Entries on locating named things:
════════════════
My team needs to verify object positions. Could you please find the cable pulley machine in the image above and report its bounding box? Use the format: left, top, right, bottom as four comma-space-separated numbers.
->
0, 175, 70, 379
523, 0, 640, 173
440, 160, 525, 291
════════════════
*TO DO*. Rewrite the items above, replacing "cable pulley machine" with "cable crossover machine" and leaving everything else unchanged.

*FINAL RESULT*.
My team needs to verify object positions. Could you please find the cable crossover machine in the image above and report its bounding box? Use the format: left, top, right, bottom as four comma-space-separated numbers.
->
0, 175, 70, 379
523, 0, 640, 173
440, 160, 525, 291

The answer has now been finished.